-------- Metin Bölümü

Çağdaş Hukukçular Derneği (ÇHD) ve Özgürlük için Hukukçular Derneği (ÖHD), 20 Haziran sabahı Halkın Hukuk Bürosu’na (HHB) yapılan polis baskınıyla gözaltına alınarak dün tutuklanan avukatlar Ebru Timtik, Ayşegül Çağatay, Nadide Özdemir ve Görkem Ağdede ile dayanışmak için bugün basın toplantısı gerçekleştirdi.
ÇHD TV binasında gerçekleştirilen basın toplantısında ilk sözü ÇHD İstanbul Şubesi’nden Barzan Demirhan aldı. HHB’nin 2017’den bu yana 3 kez basıldığını hatırlatarak son olarak 20 Haziran’daki baskınla 5 avukatın gözaltına alındığı belirtildi.
Ardından sözü ÇHD İstanbul yönetiminden Çiğdem Akbulut’a bıraktı. “Bu, 2 yıl içinde Halkın Hukuk Bürosu’na yönelik 4’üncü polis operasyonu oldu. Önümüze, tutuklama gerekçesi olarak sunulabilmiş somut bir şey yok. Büromuz yine, 2017’deki ilk operasyonun dayanağı olan itirafçı diye geçen fakat iftiracı olan şahısların beyanlarına dayanan bir dosya kapsamında basıldı. 4 meslektaşımız bu mesnetsiz iddialar üzerinden tutuklandı. Tutuklanma gerekçeleri ise sadece Halkın Hukuk Bürosu avukatı olmaları ve o gün, o saatte büroda olmalarıydı” ifadelerini kullanan Akbulut, ardından ortak metni okudu.
Avukatlarla dayanışma yükseltilmeli
Ortak açıklamada ilk olarak AKP’nin açıkladığı Yargı Reformu Strateji belgesine değinilerek
Metin Feyzioğlu’nun alkış tuttuğu bu tasarının ne amaca hizmet ettiğini geçmiş dönemdeki benzerlerinin ardından avukat ve yargıya yönelik saldırıları üzerinden gördükleri söylendi.
Tasarı için kullanılan “bağımsız, tarafsız yargı” vb. demagojilerin teşhiri ile süre açıklamada HHB bürosuna baskın ve avukatların tutuklanmasına değinildi. Savcılık ifadesi dahi alınmayan avukatların tutuklandığı, bunu protesto eden diğer avukatların polisler tarafından ‘sıra size de gelecek’ diye savcılık önünde tehdit edildiği hatırlatılarak “Evet yargısal süreçler basitleşmiş, idari teşkilatın gözaltı ve tutuklama kararları hızlanmış, savcı ve hakim unvanlı memurlara kolluğun kararlarını onaylama görevi verilmiştir” denildi.
Tutuklanan avukatların serbest bırakılması istenen açıklama şu ifadelerle sona erdi: “Adli teşkilat ve kolluk organizesinde yürütülen siyasi infaz operasyonları son bulmalı, yurttaşların hak ve özgürlükleri üzerindeki baskılara son verilmeli, barolara ve avukatlara karşı yürütülen saldırılar engellenmelidir. Bunun için başta hukuk örgütleri, barolar, sendikalar, meslek odaları ve DKÖ'lere çağrı yapıyor, tutsak avukatlarla dayanışmanın yükseltilmesini istiyoruz”

----------------
-------- Veri Satırları

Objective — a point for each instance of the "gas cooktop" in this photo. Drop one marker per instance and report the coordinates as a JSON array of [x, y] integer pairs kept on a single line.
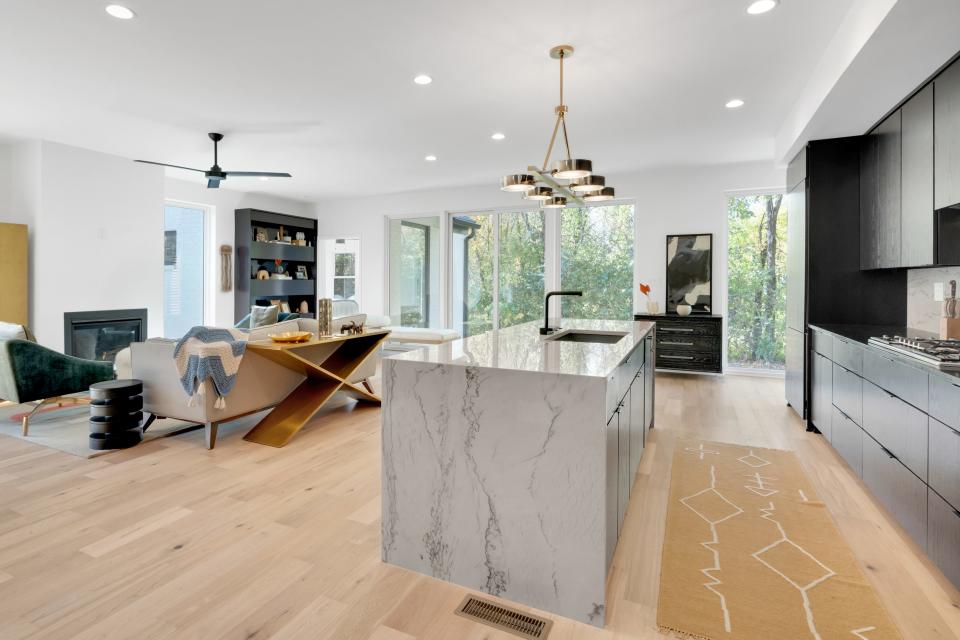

----------------

Verilen Görev: Metin bölümünde tutuklandığı bildirilen avukatların hepsinin adını yazın. Bu çalışmada verilere başvurmak gerekmez.

Alıştırma Sonucu: Tutuklanan avukatlar Ebru Timtik, Ayşegül Çağatay, Nadide Özdemir ve Görkem Ağdede'dir.